BRIEF =
Beginning at the line that includes "bbox: woman's raised hand", print each remaining line of the data word for word. Output nothing else.

Saved data entries =
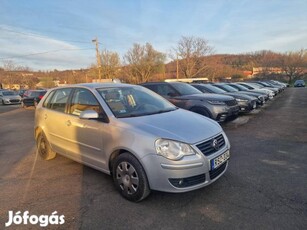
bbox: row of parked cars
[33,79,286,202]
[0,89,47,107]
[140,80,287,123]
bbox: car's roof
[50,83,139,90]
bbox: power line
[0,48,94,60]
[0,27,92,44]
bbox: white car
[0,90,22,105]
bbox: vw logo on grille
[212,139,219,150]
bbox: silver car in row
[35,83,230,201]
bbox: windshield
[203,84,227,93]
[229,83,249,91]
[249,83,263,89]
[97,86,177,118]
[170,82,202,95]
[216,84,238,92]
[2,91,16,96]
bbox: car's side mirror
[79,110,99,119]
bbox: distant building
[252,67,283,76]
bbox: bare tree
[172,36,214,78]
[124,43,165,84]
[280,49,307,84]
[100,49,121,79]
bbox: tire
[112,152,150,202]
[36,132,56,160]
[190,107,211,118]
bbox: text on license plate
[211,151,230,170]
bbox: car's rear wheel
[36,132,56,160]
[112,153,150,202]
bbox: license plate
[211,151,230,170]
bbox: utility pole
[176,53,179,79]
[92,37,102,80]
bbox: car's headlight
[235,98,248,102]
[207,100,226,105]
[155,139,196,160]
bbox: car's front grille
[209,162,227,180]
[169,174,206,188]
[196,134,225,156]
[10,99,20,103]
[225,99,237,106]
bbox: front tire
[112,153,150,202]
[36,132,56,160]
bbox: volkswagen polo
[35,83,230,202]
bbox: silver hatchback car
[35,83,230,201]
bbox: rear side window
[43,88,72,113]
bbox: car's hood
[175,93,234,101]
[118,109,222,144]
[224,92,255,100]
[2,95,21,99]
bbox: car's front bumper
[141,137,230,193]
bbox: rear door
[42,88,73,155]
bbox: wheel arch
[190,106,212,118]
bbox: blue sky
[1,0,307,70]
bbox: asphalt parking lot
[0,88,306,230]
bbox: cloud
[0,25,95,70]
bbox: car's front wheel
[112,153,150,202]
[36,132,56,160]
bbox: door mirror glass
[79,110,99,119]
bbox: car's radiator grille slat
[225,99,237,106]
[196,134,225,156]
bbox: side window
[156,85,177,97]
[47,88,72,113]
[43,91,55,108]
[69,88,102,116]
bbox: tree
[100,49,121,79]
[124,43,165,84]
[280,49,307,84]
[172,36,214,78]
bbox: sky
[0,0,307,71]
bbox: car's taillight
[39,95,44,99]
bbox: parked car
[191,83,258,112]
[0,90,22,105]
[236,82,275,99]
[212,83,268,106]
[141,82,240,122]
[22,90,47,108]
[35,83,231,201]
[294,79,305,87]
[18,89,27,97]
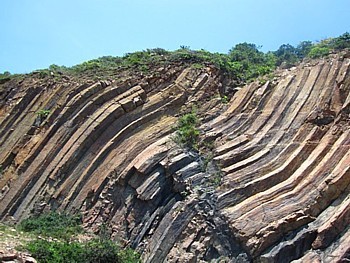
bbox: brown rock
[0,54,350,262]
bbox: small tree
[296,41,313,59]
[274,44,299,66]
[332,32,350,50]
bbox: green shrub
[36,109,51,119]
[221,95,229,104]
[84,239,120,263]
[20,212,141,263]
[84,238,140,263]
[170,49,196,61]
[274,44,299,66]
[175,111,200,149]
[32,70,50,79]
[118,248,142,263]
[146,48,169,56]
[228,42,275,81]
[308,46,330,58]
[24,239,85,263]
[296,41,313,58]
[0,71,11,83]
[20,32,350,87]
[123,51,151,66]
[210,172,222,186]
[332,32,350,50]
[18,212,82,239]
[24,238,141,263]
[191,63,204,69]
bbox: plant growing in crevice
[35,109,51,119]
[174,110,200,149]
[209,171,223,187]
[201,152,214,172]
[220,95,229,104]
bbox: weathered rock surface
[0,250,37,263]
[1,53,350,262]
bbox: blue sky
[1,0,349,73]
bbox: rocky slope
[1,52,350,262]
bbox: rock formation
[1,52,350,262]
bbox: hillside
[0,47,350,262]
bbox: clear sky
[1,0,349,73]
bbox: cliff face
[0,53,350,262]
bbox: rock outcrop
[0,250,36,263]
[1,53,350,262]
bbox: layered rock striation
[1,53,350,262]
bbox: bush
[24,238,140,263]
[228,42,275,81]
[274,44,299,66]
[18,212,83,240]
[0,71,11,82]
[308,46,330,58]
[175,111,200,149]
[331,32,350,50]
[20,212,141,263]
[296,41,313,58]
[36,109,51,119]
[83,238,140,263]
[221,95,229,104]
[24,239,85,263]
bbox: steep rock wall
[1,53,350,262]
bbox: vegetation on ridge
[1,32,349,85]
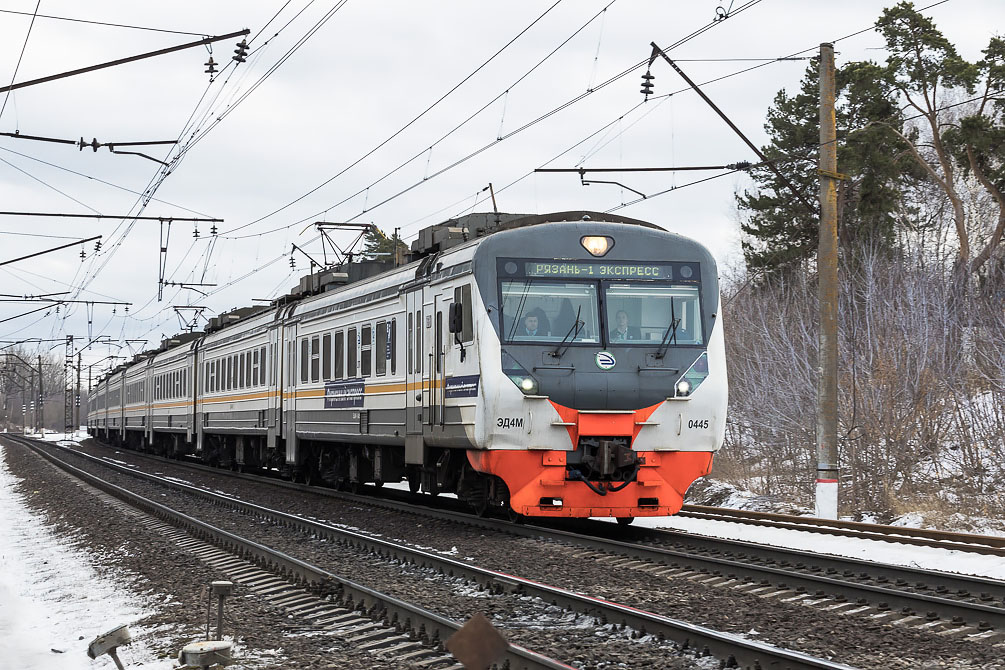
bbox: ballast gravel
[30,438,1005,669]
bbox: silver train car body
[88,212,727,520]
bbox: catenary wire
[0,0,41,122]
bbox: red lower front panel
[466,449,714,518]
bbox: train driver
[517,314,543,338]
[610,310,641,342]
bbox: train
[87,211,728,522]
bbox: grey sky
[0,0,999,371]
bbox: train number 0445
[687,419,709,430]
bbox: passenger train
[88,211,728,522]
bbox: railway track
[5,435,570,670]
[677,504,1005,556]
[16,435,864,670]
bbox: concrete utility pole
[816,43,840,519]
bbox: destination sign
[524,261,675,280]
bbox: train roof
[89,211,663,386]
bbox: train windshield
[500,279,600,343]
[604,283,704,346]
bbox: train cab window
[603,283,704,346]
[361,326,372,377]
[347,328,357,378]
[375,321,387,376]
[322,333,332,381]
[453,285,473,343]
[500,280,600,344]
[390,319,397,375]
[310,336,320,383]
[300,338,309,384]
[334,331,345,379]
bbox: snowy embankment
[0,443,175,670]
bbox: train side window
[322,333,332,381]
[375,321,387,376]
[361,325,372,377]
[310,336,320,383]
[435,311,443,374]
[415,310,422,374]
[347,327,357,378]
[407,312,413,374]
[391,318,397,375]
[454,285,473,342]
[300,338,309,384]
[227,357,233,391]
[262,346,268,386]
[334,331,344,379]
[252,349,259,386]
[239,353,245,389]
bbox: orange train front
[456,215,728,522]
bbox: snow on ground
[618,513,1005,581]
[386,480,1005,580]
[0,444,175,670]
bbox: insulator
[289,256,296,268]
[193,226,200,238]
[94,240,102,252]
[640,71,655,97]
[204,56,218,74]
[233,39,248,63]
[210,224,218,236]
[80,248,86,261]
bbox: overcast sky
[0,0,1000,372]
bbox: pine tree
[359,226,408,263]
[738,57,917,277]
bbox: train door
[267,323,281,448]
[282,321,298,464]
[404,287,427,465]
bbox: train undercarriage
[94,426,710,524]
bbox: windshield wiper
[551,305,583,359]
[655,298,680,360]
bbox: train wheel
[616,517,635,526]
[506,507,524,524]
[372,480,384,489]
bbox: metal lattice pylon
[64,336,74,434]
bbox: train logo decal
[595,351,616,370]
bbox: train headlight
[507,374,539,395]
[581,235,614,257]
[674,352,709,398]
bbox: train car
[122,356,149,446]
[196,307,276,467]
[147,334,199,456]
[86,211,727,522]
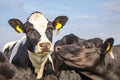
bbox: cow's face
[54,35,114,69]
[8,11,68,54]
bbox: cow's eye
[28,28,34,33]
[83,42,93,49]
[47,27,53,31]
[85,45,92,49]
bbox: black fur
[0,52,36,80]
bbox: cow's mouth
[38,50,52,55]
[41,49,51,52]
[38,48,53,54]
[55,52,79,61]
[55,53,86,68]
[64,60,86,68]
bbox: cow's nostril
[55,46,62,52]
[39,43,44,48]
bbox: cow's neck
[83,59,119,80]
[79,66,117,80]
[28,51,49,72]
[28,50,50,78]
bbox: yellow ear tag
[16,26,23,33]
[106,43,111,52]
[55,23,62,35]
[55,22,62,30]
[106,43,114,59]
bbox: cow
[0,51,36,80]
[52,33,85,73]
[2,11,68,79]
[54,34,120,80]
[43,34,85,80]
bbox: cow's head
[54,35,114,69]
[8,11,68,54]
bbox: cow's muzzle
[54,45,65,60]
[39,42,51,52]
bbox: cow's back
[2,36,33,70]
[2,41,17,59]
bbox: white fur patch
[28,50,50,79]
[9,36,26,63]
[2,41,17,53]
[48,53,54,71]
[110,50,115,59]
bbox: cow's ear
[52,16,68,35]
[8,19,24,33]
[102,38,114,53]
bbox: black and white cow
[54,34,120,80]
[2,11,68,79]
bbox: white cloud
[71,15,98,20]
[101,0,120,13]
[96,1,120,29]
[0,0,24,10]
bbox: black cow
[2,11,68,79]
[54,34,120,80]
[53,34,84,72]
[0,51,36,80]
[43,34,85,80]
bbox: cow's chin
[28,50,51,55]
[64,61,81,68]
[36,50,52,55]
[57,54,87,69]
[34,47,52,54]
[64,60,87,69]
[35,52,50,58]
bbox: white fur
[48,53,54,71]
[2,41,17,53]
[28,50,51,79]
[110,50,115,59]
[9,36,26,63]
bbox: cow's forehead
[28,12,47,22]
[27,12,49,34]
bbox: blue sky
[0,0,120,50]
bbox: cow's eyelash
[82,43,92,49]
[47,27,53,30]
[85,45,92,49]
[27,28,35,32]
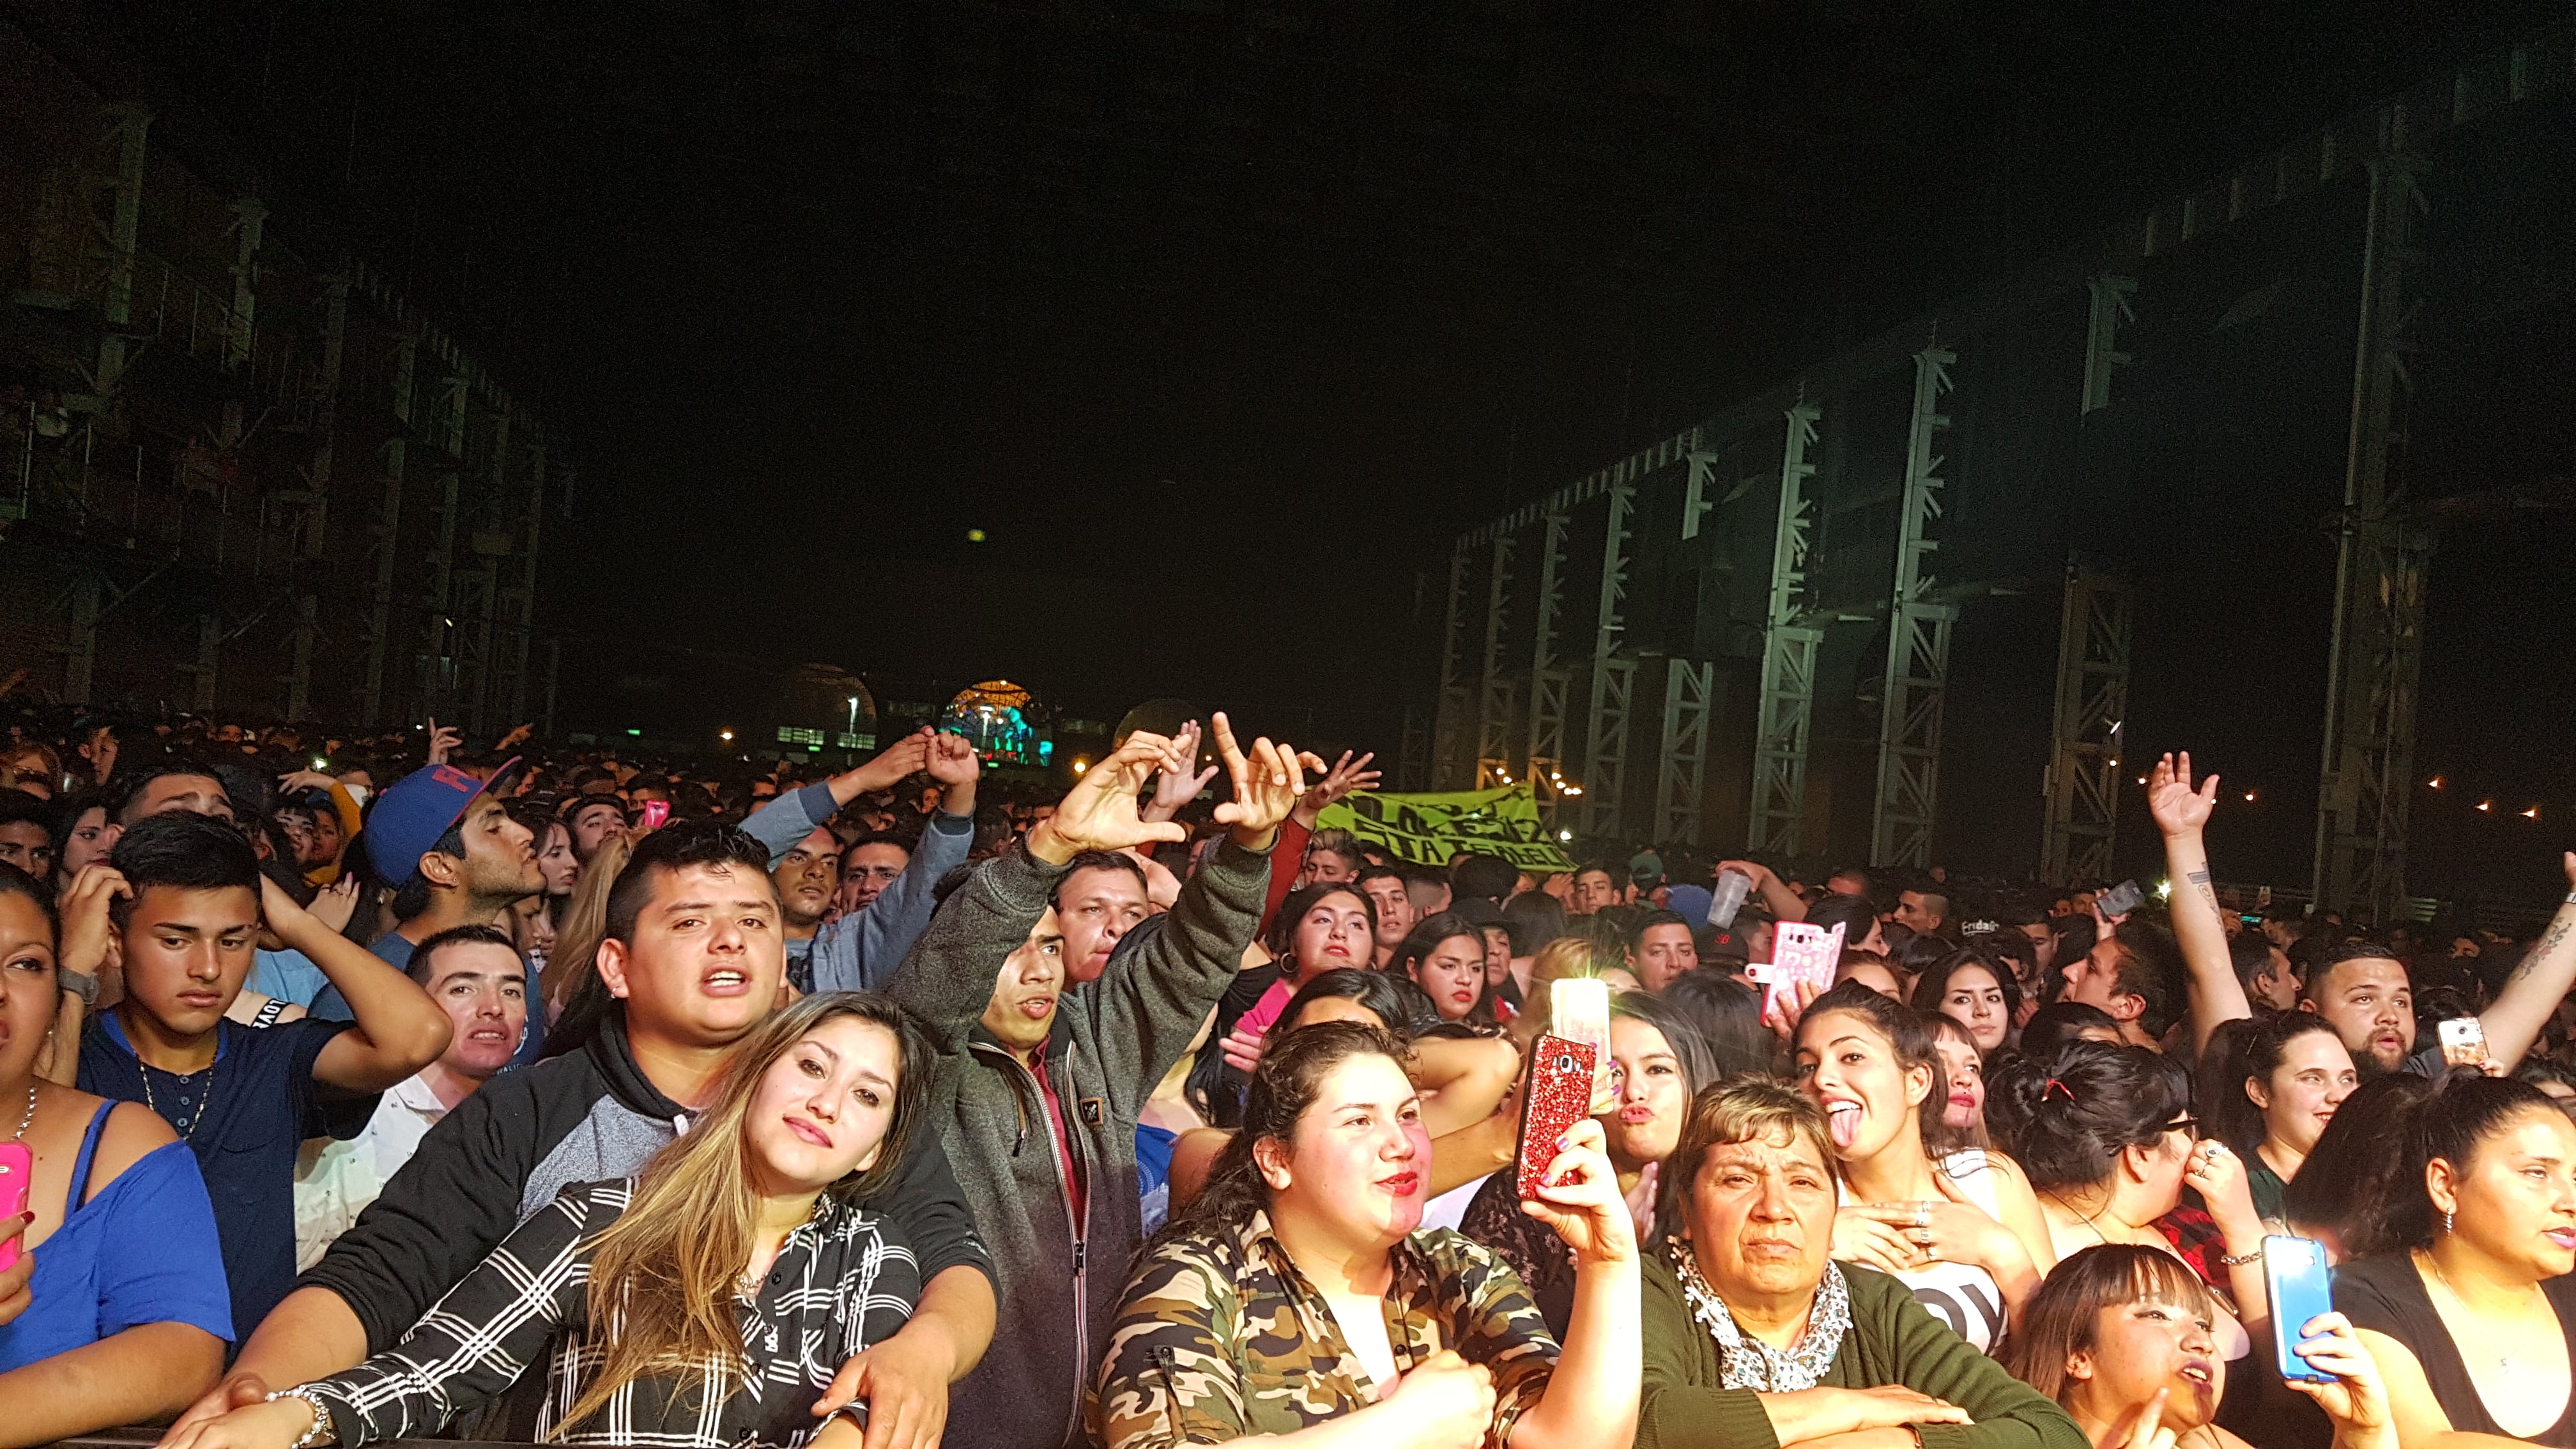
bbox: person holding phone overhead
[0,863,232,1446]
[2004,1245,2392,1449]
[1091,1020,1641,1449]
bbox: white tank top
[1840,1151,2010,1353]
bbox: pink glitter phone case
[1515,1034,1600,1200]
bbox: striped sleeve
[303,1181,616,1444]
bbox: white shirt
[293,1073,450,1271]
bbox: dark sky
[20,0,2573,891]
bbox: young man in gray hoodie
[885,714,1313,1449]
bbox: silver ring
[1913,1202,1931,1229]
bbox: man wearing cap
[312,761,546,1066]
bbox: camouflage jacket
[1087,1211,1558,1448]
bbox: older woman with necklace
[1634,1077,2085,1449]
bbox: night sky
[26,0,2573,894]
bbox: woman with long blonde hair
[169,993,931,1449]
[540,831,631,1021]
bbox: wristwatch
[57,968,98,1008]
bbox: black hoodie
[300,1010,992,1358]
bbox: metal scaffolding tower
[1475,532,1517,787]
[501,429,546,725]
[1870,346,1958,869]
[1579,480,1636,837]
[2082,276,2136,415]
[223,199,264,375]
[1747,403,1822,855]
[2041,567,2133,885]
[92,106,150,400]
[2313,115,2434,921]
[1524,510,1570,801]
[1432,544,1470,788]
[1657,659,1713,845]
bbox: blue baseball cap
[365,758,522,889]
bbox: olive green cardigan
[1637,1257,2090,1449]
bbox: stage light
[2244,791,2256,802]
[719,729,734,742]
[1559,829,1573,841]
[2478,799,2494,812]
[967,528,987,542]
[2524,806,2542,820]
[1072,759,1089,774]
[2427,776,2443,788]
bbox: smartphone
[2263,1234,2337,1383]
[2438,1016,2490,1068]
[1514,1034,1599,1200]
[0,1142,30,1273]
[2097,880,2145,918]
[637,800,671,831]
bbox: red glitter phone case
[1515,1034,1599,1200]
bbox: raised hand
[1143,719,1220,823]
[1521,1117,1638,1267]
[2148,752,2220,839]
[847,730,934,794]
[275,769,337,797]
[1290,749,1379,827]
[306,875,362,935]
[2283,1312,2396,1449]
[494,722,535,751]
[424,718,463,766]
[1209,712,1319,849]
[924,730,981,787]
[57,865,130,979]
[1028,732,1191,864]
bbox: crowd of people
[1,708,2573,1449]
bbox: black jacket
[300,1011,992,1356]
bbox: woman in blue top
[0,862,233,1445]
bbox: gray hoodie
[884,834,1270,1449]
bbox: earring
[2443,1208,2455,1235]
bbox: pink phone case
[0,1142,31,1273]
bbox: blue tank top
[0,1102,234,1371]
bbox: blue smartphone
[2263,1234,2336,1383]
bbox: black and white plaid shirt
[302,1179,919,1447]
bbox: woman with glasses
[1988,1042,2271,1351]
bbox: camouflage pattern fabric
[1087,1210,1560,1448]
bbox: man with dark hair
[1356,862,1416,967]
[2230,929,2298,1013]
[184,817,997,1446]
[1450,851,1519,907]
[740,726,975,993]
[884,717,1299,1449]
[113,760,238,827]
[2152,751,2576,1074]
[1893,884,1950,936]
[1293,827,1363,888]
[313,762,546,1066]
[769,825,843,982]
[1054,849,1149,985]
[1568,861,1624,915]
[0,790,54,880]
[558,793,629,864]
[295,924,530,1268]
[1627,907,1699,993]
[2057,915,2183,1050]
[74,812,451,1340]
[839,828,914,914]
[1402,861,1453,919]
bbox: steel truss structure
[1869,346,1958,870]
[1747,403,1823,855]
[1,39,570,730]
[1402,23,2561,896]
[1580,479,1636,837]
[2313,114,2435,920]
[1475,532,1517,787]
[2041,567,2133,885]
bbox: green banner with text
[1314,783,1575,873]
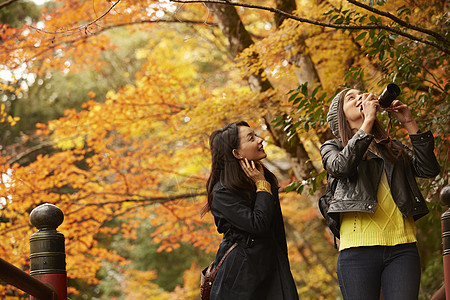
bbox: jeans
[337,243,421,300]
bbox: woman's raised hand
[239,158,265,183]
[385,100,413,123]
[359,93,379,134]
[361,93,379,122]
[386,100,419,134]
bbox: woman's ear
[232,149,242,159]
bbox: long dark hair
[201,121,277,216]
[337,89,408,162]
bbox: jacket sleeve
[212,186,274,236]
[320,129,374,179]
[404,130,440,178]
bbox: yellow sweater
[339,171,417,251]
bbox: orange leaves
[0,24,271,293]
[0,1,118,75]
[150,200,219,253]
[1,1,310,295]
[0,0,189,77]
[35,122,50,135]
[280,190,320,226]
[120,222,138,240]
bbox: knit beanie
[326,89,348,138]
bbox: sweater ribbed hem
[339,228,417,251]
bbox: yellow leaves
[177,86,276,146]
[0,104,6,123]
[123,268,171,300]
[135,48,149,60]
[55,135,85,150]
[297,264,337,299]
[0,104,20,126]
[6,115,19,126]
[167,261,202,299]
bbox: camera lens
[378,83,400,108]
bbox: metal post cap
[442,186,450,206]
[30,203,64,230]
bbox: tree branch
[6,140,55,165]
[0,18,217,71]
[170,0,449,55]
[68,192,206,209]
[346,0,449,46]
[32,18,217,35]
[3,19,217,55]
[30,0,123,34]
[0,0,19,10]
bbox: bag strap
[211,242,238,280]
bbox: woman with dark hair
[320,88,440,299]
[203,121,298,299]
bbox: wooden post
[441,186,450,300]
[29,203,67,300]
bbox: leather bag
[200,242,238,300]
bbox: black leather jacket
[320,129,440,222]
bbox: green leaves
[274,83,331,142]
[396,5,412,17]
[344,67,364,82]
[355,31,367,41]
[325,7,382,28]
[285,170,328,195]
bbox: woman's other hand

WORKED SOLUTION =
bbox: woman's raised hand
[239,158,265,183]
[385,100,413,123]
[359,93,379,134]
[361,93,379,122]
[386,100,419,134]
bbox: woman's ear
[232,149,242,159]
bbox: long dark hair
[201,121,277,216]
[337,89,408,162]
bbox: jacket sleeve
[212,186,274,236]
[320,129,374,179]
[404,130,440,178]
bbox: yellow sweater
[339,171,417,251]
bbox: orange leaves
[0,24,271,293]
[0,1,118,75]
[150,200,219,253]
[1,1,310,295]
[0,0,189,77]
[35,122,50,135]
[280,190,320,226]
[120,222,138,240]
bbox: knit beanie
[326,89,348,138]
bbox: sweater ribbed hem
[339,228,417,251]
bbox: yellow leaves
[177,86,276,146]
[0,104,6,123]
[123,268,171,300]
[135,48,149,60]
[55,135,85,150]
[297,264,337,299]
[0,104,20,126]
[6,115,19,126]
[167,261,202,299]
bbox: camera lens
[378,83,400,108]
bbox: metal post cap
[442,186,450,206]
[30,203,64,230]
bbox: tree branch
[6,140,55,165]
[0,18,217,71]
[170,0,449,55]
[68,192,206,209]
[346,0,449,46]
[32,18,217,35]
[3,19,217,55]
[30,0,123,34]
[0,0,19,10]
bbox: bag strap
[211,242,238,280]
bbox: woman with dark hair
[320,88,440,299]
[203,121,298,299]
bbox: wooden post
[441,186,450,300]
[29,203,67,300]
bbox: leather bag
[200,242,238,300]
bbox: black leather jacket
[320,129,440,222]
bbox: green leaves
[274,83,331,142]
[396,5,412,17]
[344,67,364,82]
[355,31,367,41]
[325,7,382,28]
[285,170,328,195]
bbox: woman's other hand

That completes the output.